Brief A -
Using the Daily Astronomer text, decide whether each statement agrees with it. Answer yes or no for each, and quote the deciding words of the text exactly.
(i) The earliest sunset in Miami falls on December 9th.
(ii) In Portland, the sun sets at 4:04 p.m. on 12/9.
(iii) On the equator, daylight lasts 12 hours every day of the year.
Brief B -
According to the Daily Astronomer text, on what date does the sun set at 4:05 p.m. in Portland?
Brief C -
From the Daily Astronomer text, extract the passage that opens with the words "[image: 8044.jpg]" and closes with "Well, Heavens!".

Reading text -
LISTSERV - DAILY-ASTRONOMER Archives

[image: 8044.jpg]
*Fare thee well, Arecibo...wherever you are*

THE SOUTHWORTH PLANETARIUM
207-780-4249 www.usm.maine.edu/planet
<http://www.google.com/url?q=http%3A%2F%2Fwww.usm.maine.edu%2Fplanet&sa=D&sntz=1&usg=AFQjCNHulkHuLP13bOG2PkNrPazsGWFs2A>
70 Falmouth Street Portland, Maine 04103
43.6667° N 70.2667° W
Altitude: 10 feet below sea level
Founded January 1970
Julian Date: 2459185.16
2020-2021: LI

Well, Heavens!
Due to memory limitations, we will apparently have to divide the December
2020 Night Sky Calendar into three sections! We will post part three
tomorrow.

THE DAILY ASTRONOMER
Tuesday, December 1, 2020
December 2020 Night Sky Calendar Part II

We'll begin part II of the December 2020 Night Sky Calendar with something
that we should have included in Part I.

*WEDNESDAY, DECEMBER 9: DATE OF EARLIEST SUNSET*
Although the duration of daylight is shortest on and around the winter
(December) solstice, the dates of earliest sunset do not correspond
precisely with the solstice. In fact, these dates vary with latitude.
As we can see in the graphic below, the date increases with increasing
distance from the Equator. (Note: the daylight duration on the equator is
12 hours every day of the year.) While the earliest sunset in Miami
occurs on November 30th, the earliest sunset in Southern Maine occurs on
December 9th. The sunset time on 12/9 in Portland is 4:04 p.m. The
sunset time remains the same for the next few days until December 14th,
when the sun sets at 4:05 p.m. During the intervening dates, the sun set
time increases by a matter of less than 10 seconds each day.

Extracted data -
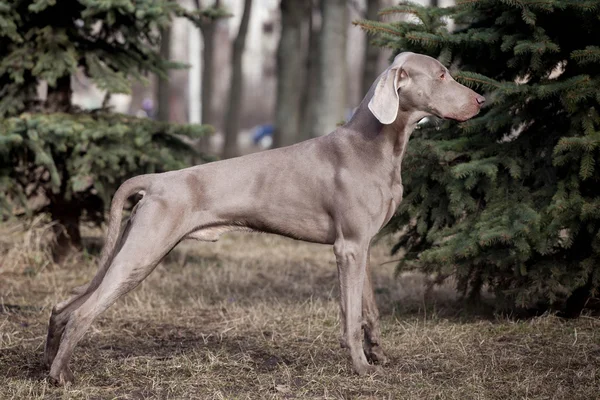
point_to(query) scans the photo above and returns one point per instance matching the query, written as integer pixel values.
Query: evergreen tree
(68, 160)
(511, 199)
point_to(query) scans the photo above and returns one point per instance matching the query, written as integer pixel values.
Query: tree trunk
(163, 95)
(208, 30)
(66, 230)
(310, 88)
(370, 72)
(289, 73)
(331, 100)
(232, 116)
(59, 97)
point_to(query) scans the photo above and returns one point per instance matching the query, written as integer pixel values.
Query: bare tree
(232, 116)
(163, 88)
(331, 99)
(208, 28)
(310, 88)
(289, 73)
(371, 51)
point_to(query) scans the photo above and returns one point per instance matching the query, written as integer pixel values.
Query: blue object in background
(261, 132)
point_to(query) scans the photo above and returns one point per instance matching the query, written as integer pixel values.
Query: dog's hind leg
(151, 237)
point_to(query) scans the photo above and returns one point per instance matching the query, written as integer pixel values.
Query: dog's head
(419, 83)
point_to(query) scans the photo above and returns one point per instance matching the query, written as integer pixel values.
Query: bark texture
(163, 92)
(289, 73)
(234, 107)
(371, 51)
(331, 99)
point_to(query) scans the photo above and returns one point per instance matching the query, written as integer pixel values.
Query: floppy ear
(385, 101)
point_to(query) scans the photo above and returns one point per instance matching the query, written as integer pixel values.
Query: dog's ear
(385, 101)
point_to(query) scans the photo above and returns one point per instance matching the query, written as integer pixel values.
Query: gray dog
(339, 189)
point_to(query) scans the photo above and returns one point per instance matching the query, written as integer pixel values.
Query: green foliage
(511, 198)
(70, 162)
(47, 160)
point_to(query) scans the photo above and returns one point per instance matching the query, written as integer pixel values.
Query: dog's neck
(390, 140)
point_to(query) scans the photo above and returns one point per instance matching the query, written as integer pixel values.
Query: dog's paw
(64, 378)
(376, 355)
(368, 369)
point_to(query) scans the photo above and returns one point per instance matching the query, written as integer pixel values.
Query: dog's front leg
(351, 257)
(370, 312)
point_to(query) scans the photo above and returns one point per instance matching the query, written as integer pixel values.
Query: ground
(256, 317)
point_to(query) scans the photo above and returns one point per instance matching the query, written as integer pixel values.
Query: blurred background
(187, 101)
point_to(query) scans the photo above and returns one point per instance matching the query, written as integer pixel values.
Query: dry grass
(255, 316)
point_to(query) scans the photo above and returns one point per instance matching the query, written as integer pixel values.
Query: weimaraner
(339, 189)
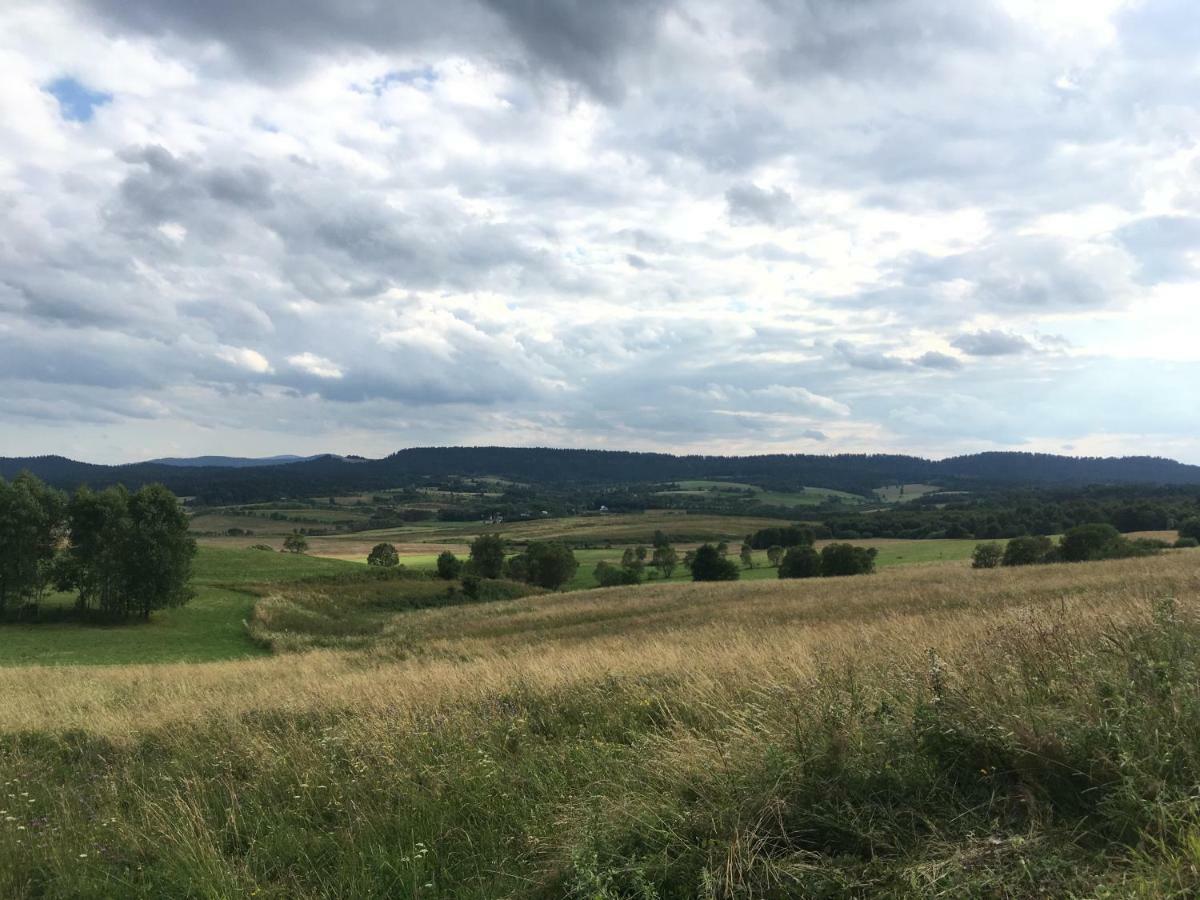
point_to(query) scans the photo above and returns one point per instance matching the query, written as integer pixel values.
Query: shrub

Answer A -
(i) No: "While the earliest sunset in Miami occurs on November 30th"
(ii) Yes: "The sunset time on 12/9 in Portland is 4:04 p.m."
(iii) Yes: "the daylight duration on the equator is 12 hours every day of the year"

Answer B -
December 14th

Answer C -
[image: 8044.jpg]
*Fare thee well, Arecibo...wherever you are*

THE SOUTHWORTH PLANETARIUM
207-780-4249 www.usm.maine.edu/planet
<http://www.google.com/url?q=http%3A%2F%2Fwww.usm.maine.edu%2Fplanet&sa=D&sntz=1&usg=AFQjCNHulkHuLP13bOG2PkNrPazsGWFs2A>
70 Falmouth Street Portland, Maine 04103
43.6667° N 70.2667° W
Altitude: 10 feet below sea level
Founded January 1970
Julian Date: 2459185.16
2020-2021: LI

Well, Heavens!